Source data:

=====

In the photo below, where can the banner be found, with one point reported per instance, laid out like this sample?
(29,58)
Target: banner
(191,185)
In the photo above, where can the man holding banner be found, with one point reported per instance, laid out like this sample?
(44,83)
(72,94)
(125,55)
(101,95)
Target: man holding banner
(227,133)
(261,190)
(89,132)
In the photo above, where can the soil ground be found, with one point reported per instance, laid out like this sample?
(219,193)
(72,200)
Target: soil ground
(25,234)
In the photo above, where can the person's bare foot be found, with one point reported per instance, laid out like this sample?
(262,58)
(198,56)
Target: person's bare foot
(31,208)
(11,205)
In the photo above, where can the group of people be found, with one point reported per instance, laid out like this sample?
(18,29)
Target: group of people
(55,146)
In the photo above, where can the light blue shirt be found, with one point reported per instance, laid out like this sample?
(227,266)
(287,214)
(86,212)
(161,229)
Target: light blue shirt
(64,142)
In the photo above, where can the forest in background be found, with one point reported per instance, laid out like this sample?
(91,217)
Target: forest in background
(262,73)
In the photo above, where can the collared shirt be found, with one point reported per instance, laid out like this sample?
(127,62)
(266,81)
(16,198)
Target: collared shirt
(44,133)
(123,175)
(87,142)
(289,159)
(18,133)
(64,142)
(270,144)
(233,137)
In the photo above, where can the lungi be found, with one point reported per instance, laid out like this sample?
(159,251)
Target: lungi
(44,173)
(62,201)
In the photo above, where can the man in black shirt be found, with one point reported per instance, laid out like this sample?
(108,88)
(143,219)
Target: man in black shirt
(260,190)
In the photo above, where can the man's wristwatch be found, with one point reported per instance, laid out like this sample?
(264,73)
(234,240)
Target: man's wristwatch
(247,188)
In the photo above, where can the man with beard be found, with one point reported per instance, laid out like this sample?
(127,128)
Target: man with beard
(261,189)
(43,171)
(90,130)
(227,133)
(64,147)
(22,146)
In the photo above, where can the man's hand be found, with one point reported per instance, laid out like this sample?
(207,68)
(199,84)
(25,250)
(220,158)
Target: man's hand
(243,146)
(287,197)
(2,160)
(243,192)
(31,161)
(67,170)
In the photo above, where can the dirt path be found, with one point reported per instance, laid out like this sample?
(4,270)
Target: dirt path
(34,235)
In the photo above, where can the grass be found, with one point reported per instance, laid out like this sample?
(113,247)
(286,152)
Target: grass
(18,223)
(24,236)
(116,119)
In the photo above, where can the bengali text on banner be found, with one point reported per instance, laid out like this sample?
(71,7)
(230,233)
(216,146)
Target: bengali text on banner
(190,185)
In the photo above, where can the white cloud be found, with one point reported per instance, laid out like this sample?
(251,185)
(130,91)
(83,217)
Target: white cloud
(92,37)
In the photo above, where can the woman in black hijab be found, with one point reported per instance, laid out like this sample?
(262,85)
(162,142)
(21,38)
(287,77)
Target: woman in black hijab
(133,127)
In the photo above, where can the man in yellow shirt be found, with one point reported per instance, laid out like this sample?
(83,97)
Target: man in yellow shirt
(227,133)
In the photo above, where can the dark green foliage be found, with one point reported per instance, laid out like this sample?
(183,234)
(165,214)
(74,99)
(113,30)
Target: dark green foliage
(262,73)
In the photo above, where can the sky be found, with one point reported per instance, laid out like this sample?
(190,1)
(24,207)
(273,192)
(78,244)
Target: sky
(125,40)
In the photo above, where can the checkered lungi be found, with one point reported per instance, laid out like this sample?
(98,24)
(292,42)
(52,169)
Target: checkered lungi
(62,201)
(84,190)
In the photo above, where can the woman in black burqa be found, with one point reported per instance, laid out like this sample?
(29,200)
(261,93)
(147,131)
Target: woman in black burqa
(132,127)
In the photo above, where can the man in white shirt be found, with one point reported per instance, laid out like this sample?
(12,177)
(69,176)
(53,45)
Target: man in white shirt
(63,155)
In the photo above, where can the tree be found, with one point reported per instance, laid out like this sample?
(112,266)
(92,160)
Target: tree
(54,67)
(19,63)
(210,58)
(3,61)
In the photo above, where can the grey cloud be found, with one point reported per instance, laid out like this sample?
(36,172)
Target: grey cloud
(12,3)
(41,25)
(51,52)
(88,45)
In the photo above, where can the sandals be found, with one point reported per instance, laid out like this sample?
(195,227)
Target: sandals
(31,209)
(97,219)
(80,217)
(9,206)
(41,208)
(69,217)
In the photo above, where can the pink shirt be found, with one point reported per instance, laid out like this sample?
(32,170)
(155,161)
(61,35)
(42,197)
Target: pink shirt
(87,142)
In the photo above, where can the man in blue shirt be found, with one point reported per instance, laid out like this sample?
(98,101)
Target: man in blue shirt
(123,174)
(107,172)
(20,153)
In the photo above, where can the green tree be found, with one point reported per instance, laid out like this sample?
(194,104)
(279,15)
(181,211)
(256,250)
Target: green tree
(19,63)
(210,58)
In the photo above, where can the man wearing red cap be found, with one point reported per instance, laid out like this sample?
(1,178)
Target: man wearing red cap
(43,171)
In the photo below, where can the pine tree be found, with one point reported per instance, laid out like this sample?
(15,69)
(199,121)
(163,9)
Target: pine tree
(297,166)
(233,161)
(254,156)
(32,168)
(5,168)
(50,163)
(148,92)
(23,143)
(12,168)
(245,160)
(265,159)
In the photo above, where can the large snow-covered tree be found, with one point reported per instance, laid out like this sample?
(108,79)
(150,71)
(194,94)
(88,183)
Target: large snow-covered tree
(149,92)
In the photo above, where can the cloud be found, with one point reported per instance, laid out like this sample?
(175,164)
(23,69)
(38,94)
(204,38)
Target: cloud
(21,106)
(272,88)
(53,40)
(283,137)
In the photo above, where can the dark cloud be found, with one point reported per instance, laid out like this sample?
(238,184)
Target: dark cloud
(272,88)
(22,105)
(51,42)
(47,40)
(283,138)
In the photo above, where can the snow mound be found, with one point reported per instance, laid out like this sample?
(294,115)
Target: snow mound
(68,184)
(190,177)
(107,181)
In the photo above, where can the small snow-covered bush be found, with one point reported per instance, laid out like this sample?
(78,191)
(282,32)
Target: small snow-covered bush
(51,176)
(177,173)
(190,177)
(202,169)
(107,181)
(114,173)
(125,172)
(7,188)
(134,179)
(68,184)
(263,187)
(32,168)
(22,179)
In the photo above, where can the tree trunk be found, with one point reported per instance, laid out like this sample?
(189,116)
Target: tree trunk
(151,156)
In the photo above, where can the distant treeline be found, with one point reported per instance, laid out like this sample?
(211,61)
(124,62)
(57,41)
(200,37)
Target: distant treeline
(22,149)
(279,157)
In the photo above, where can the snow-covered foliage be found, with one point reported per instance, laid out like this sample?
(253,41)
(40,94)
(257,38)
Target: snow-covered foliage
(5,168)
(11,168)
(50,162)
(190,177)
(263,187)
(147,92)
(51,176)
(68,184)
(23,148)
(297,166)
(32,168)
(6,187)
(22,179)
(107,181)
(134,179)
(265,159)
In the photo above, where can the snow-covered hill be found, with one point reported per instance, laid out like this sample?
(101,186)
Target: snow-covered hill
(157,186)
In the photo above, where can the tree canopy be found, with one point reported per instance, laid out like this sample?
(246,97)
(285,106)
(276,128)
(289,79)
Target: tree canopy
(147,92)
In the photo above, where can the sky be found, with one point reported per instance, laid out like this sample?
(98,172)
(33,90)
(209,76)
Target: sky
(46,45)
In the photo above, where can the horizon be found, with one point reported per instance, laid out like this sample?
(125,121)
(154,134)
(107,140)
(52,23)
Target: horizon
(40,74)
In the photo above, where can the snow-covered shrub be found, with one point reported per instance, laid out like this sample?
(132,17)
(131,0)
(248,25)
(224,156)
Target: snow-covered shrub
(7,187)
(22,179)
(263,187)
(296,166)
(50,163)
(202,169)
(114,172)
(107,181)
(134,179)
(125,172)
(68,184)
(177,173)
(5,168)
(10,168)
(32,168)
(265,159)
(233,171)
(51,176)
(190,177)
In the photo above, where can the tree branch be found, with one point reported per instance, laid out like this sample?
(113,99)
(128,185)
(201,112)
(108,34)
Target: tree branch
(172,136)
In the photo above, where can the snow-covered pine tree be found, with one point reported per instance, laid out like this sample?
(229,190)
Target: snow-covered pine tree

=====

Give the count of lines in the records that contain "below", and no other text.

2